## THE PROBLEM
Repeat each line of the records below without any changes.

Labeled-object pointing records
##############################

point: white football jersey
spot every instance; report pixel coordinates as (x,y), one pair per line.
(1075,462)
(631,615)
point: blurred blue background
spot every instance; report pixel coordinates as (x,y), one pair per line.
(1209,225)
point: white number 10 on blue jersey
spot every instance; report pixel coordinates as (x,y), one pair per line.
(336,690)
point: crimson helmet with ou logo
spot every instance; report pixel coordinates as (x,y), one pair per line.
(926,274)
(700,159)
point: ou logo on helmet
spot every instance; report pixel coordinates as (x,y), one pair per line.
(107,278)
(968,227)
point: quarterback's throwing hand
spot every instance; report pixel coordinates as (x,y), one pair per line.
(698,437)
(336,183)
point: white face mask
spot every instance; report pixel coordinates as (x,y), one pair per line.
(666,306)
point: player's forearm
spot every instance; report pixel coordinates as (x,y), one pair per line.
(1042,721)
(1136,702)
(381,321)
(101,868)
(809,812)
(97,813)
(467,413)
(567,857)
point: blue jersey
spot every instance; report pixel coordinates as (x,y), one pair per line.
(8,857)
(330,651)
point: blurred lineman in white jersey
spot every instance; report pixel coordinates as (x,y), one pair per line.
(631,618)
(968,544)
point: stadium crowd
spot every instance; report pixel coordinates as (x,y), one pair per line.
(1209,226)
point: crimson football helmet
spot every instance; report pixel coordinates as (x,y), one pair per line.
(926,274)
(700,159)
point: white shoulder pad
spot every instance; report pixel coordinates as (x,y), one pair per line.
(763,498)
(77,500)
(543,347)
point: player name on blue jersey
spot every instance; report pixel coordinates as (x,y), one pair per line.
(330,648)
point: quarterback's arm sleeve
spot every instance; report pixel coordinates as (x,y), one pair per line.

##############################

## WRITTEN ANSWER
point: white football jersey
spot every instance; report pixel coordinates as (x,y), one pair per line.
(1075,462)
(631,615)
point: blurred blue background
spot every instance; report pixel coordinates as (x,y), one pair per line.
(1209,225)
point: white number 10 on blue jersey
spot every instance; report pixel coordinates as (x,y), one pair per line.
(336,690)
point: crimson helmet with ou logo
spot every instance; report pixel coordinates as (x,y), one pair per line.
(926,274)
(700,159)
point: ou logo on helmet
spot every instance; report pixel coordinates as (x,y), one pair per line.
(107,278)
(968,227)
point: quarterback's throwing hand
spot every instance; report pixel coordinates as (x,y), one pair per line.
(698,437)
(336,183)
point: white face mask
spot every instance; report pixel coordinates as (x,y), one pair per line.
(666,306)
point: player's forearm
spot every instance; report pixel coordinates as (x,y), one pair per line.
(1042,721)
(1136,702)
(381,321)
(101,868)
(809,812)
(97,813)
(467,413)
(567,857)
point: blue jersey
spot every instance; report pixel coordinates as (x,y), one pair per line.
(8,857)
(330,651)
point: blurred lineman in white jersey
spot every instance; report pixel coordinates as (x,y), one pair per line.
(631,618)
(968,544)
point: stadium crowd
spot every instance; report pixel coordinates as (x,y), one pair per line.
(1209,226)
point: crimson football helmet
spot every instance; report pixel coordinates as (x,y), one pair per line.
(926,274)
(700,159)
point: white shoulder pad
spot every instance; report pixel coordinates as (x,y), one pair per line.
(763,498)
(77,500)
(543,347)
point: player name on blue jersey
spot every instance; report pixel coordinates as (x,y), one pair per line.
(330,648)
point: quarterback's arm sleeve
spot every instance; report pixel coordinates as (x,y), one pair per line.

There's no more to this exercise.